▶ Texto de estudio
==================================================
Desnudarse es, para la gran mayoría de nosotros, algo muy azaroso. Y si el pudor, las normas sociales y legales, el deseo de ocultar nuestras imperfecciones -sea, pues, la causa que sea- hacen que el desnudo físico sea algo solamente permitido en la intimidad de nuestros hogares, el desnudarse emocionalmente supone un ejercicio extremadamente arriesgado. Y lo es porque al fin y al cabo pechos, ombligos, culos, sexos o piernas tenemos todo el mundo, de decenas de formas, colores y texturas. Pero las emociones… ¿quién puede clasificarlas, cuantificarlas? ¿Qué hay detrás del ejercicio de exponer algo de nuestro interior, algo aburrido o atroz para el otro pero hermoso o interesante para nosotros mismos? Existen miles, millones de matices en las emociones. No solo decenas como en los ombligos.
Partiendo de esa premisa, Cerezas y guindas (Q-book, 2014) intenta, en sus dos partes bien diferenciadas, desnudar mis sentimientos a la persona que se decide por este mi tercer libro, ya en su segunda edición. A mí, precisamente, con lo pudorosa que he sido siempre -y lo sigo siendo en la actualidad y así será hasta que las criaturas que habitan en la tierra se hayan de comer estos ojos-, a mí, repito, se me ocurre desnudarme emocionalmente, mostrar mis sentimientos más profundos. Y no solo de amor, sino de desamor, de alegría, de tristeza, de dolor. Sentimientos que todos vivimos. Por eso muchos de los lectores y lectoras que hasta ahora han accedido a Cerezas y guindas me han comentado que se sienten muy identificados, sobre todo con la primera parte, la de las Cerezas.
==================================================
▶ Material de partida
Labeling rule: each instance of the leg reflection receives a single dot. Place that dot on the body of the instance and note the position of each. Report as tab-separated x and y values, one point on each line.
==================================================
▶ Tareas del ejercicio
#1 ¿Puedes reproducir tal cual, del texto sobre el desnudo emocional, todo lo que va desde "Desnudarse es, para" hasta "en los ombligos."?
#2 ¿Puedes continuar el texto sobre el desnudo emocional a partir de su última oración?

▶ Respuestas del ejercicio
#1
Desnudarse es, para la gran mayoría de nosotros, algo muy azaroso. Y si el pudor, las normas sociales y legales, el deseo de ocultar nuestras imperfecciones -sea, pues, la causa que sea- hacen que el desnudo físico sea algo solamente permitido en la intimidad de nuestros hogares, el desnudarse emocionalmente supone un ejercicio extremadamente arriesgado. Y lo es porque al fin y al cabo pechos, ombligos, culos, sexos o piernas tenemos todo el mundo, de decenas de formas, colores y texturas. Pero las emociones… ¿quién puede clasificarlas, cuantificarlas? ¿Qué hay detrás del ejercicio de exponer algo de nuestro interior, algo aburrido o atroz para el otro pero hermoso o interesante para nosotros mismos? Existen miles, millones de matices en las emociones. No solo decenas como en los ombligos.

#2
Si me preguntan si mis Cerezas son microrrelatos… no sé muy bien qué contestar. Si es por espacio físico, pues sí, lo son, ya que algunos de los textos no ocupan más de cinco, seis líneas. Pero por su fondo los denominaría pensamientos escritos en prosa poética. Si el lector busca un lenguaje críptico y unas imágenes simbólicas, sintiéndolo mucho, Cerezas y guindas no es su libro. Esto no quiere decir, en absoluto, que descuide el lenguaje. Al contrario, pues por mi experiencia y formación, y sobre todo por mi voracidad como lectora, me encanta dominar el vocabulario, buscar el término exacto y jugar con los adjetivos y los sinónimos para construir retratos de mí misma y de otros personajes, la mayoría inventados pero con mucho de base real.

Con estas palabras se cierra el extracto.